== THE EXERCISE ==
From the entries below, copy every line that contains the word "grapefruit".

### SUPPLIED MATERIAL

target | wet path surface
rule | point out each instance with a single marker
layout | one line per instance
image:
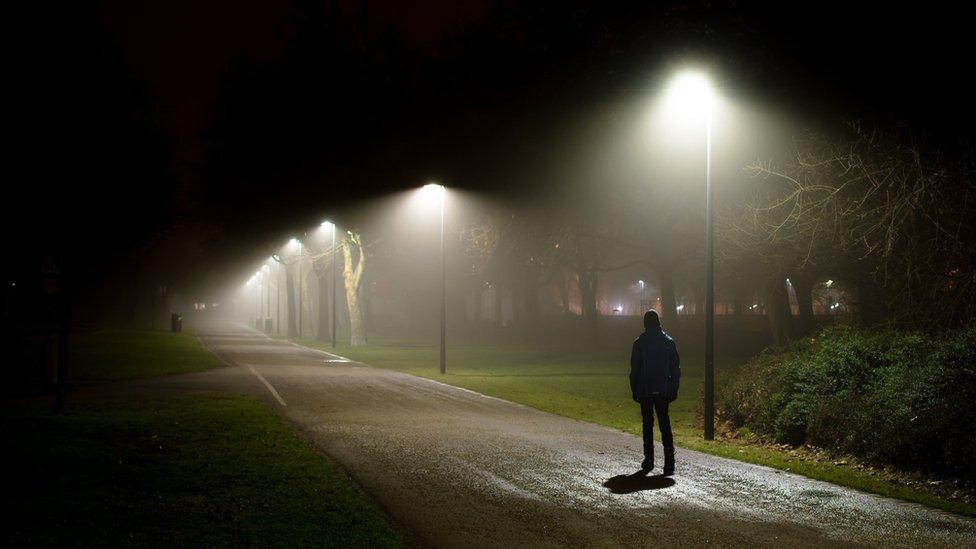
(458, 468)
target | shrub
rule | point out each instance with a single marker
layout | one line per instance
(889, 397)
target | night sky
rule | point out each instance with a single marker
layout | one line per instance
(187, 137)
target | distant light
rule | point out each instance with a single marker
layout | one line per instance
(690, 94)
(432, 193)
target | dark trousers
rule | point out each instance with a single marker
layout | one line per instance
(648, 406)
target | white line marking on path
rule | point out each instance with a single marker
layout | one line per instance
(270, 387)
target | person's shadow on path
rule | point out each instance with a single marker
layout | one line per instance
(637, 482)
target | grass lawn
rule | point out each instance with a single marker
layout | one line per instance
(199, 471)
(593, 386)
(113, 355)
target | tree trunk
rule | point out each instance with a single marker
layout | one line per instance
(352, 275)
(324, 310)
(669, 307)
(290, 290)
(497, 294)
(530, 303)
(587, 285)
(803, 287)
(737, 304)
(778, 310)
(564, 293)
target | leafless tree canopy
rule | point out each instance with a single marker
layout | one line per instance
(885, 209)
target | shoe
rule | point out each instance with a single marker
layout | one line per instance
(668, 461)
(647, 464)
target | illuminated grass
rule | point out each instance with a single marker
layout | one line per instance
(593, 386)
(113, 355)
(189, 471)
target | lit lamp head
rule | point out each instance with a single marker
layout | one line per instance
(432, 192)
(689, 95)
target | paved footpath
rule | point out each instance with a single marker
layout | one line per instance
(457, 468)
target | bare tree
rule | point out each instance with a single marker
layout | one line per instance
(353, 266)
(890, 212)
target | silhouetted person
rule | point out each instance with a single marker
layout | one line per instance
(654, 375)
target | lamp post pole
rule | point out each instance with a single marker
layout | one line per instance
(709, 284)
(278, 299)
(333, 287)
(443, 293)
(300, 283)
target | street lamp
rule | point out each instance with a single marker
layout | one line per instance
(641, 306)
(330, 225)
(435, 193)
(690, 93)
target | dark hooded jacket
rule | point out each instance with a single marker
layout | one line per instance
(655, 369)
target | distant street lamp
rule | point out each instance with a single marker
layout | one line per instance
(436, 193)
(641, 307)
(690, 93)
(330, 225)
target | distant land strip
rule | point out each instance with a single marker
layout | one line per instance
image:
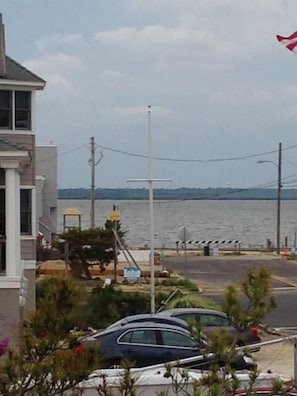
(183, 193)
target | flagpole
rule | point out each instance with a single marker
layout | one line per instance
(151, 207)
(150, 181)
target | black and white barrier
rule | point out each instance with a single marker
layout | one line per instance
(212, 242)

######
### SUPPLIED MATERIAL

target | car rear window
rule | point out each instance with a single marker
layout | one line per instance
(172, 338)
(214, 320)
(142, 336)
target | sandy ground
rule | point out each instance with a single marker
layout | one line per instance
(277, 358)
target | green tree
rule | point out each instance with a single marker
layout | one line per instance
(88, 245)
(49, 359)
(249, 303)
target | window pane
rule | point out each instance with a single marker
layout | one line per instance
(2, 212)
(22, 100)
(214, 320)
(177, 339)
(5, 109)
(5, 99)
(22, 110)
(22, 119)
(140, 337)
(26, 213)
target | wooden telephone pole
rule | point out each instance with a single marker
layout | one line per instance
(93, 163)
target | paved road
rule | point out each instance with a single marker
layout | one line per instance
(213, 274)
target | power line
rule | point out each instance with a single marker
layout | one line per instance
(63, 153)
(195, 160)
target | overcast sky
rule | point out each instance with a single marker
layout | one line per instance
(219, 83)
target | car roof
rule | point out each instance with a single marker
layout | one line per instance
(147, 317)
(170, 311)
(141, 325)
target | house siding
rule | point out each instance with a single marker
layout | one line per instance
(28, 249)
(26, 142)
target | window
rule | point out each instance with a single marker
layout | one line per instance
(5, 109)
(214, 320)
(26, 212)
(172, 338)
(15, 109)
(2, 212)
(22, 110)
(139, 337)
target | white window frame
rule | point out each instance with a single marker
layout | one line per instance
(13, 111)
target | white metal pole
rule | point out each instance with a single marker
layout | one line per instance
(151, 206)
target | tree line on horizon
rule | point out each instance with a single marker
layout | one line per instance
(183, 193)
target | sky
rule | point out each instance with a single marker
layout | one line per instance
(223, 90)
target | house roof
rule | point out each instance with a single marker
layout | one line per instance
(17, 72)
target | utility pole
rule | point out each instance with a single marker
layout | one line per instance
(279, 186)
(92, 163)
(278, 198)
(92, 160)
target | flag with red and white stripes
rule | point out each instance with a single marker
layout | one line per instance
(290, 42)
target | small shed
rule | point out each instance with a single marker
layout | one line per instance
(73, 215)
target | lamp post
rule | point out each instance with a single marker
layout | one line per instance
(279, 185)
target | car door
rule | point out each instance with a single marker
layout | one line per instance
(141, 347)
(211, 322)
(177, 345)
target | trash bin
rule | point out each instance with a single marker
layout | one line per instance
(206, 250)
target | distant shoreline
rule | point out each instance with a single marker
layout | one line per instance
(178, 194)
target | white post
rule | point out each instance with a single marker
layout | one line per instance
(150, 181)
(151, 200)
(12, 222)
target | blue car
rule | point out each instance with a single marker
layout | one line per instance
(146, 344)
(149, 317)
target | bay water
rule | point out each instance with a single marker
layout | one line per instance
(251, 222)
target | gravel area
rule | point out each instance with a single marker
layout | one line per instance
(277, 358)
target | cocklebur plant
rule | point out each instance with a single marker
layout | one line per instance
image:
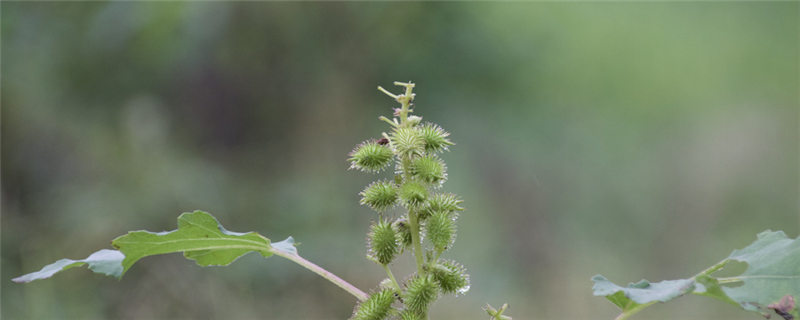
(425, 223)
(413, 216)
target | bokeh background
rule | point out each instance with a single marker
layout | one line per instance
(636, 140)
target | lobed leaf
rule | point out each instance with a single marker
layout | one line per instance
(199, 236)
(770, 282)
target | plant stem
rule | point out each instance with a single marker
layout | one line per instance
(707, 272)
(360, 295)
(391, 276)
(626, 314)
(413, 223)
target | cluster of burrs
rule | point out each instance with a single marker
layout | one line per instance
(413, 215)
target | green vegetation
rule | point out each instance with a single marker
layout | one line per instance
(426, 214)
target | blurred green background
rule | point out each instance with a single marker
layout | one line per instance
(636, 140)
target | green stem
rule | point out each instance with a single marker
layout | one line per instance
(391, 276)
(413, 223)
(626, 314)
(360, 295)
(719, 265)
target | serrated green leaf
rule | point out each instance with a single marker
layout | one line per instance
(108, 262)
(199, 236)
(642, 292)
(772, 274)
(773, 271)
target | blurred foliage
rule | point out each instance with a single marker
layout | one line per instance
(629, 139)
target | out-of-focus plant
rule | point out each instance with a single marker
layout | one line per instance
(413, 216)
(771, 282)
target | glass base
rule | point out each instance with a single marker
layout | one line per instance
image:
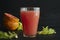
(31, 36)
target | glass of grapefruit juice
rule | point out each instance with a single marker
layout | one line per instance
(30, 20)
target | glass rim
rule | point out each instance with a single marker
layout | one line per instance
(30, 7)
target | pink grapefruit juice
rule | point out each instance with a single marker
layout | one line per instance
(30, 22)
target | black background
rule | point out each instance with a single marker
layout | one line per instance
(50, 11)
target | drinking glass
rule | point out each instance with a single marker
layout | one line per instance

######
### SUPPLIED MATERIAL

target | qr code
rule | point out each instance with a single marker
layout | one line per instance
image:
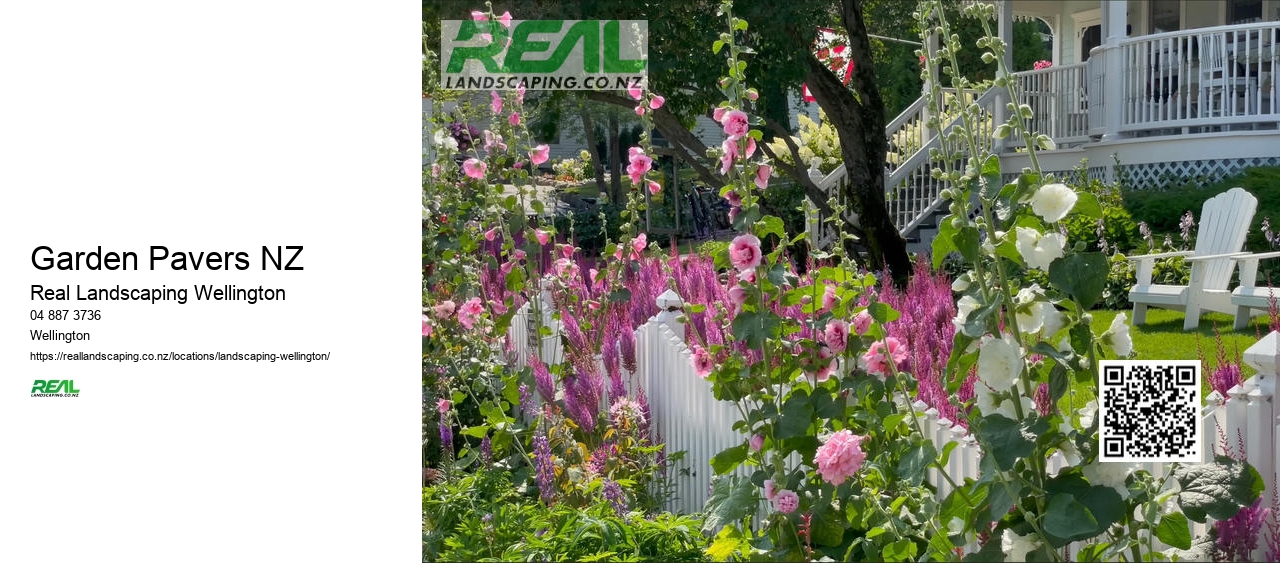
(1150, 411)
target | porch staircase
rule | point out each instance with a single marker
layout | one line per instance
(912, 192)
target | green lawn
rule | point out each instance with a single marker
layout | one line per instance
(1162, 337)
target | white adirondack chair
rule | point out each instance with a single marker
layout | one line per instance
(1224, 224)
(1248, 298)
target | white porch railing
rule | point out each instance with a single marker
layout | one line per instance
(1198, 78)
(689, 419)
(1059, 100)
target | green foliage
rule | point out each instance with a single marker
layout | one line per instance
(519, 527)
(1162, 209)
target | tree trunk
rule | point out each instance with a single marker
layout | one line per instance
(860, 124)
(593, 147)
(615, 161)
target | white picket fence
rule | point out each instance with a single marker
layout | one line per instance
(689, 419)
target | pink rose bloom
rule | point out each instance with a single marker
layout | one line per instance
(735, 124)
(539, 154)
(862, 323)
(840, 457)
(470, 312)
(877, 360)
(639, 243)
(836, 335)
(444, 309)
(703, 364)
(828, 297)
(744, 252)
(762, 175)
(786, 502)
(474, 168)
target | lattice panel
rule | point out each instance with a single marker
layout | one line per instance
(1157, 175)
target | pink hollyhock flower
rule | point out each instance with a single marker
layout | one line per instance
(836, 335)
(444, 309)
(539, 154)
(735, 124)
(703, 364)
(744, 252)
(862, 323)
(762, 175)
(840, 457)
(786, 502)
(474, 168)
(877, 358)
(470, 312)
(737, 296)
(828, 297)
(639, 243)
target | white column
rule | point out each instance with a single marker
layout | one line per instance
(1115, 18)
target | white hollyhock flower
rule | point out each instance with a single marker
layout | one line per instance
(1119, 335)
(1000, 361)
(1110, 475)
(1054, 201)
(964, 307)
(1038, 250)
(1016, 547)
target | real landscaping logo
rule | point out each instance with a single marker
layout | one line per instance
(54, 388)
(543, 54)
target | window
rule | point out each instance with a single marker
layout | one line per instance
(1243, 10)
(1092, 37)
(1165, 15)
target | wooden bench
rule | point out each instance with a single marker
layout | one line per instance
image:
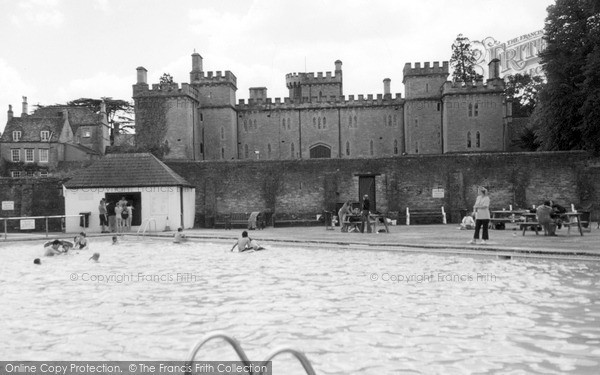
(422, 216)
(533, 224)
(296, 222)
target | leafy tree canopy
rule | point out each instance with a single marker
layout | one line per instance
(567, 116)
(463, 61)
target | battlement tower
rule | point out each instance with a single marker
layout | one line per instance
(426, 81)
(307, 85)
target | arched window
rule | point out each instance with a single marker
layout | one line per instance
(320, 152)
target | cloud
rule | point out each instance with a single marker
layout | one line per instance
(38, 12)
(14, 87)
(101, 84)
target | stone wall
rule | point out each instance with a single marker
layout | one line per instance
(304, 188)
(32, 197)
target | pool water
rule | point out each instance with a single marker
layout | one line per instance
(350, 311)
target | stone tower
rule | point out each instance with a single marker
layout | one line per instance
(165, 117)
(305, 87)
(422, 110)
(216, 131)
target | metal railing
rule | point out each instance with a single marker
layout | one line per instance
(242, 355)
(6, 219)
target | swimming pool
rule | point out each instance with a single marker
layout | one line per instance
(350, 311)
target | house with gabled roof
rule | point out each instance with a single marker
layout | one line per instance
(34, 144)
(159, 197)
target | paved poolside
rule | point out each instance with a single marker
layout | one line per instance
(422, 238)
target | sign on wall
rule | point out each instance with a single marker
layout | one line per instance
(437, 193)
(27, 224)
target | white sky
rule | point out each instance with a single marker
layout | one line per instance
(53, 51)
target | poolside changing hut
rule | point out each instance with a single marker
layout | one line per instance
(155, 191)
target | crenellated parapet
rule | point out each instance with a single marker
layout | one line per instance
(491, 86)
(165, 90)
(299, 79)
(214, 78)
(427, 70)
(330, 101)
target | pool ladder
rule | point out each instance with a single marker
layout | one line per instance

######

== CORRECT OUTPUT ==
target | glass of grapefruit juice
target | pink grapefruit juice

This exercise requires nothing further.